## TEXT BLOCK
(begin)

Section 1 k Nearest Neighbors
Our first machine learning algorithm! In general the goal of a machine learning algorithm is to learn a function
that can predict the values \(y\) for a data point \(\vec{x}\) after training on a large data set \(\vec{X}\text{.}\) The values of \(y\) might be discrete for predicting a class (e.g., the type of iris), or continuous for predicting a value (e.g., the price of a house). Our first machine learning algorithm is \(k\) Nearest Neighbors (called kNN for short).
kNN is a supervised learning algorithm that can be used for either classification (discrete) or regresssion (continuous). It is an instance or memory based algorithm. Essentially, this means that the algorithm memorizes the training data set and uses those memorized examples to make a determination for new objects. The variable \(k\) refers to the number of nearest neighbors to use.

(end)

(Records from a collection)
(begin)

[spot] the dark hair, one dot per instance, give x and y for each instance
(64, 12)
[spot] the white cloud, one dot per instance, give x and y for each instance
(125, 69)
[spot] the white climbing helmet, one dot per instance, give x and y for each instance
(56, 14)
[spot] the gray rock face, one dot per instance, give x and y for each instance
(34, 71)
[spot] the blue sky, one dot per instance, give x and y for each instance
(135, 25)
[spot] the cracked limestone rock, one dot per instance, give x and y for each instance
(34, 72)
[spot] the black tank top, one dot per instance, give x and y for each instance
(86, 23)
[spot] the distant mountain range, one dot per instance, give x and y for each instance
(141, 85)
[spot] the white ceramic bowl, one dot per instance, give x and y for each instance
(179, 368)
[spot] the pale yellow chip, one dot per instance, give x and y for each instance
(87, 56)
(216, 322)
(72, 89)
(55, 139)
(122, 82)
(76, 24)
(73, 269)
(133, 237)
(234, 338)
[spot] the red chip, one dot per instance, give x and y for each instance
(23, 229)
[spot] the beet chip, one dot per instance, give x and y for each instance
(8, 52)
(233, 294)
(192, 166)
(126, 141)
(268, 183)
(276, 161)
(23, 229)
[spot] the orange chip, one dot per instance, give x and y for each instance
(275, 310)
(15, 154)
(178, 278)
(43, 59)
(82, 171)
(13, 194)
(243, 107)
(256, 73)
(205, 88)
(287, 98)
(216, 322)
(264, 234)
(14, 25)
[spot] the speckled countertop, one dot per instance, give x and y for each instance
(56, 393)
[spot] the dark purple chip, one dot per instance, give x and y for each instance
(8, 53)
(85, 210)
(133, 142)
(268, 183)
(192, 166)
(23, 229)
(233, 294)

(end)

## STATED TASK
Write what comes next in the k Nearest Neighbors section, starting right after its last sentence.

## THE RESPONSE
Subsection 1.1 kNN for Classification
So how does kNN work for classification?
For classification, to determine the class of a new point, the algorithm examines the training data and finds the nearest \(k\) points. It uses the labels of those points to determine the label of the new point. There are a number of parameters to consider when implementing kNN.
What does nearest mean? We need to specify a distance metric. Euclidean distance is the default metric here, but others may be used.
How is the label of the new point determined? Again, there are multiple options. The default option is to use a majority vote where each point is weighted equally. A different option would be to weight points by their distance to the point we are attempting to label.
And, of course, there is \(k\)! How many nearest neighbors should be used? The default is 5, but this should be determined from the situation or the specific data. Majority vote will not work well if \(k\) is even, so generally we only consider odd \(k\text{.}\) It also doesn't make sense to use more points than we have, so \(k\) must be less than the total number of points.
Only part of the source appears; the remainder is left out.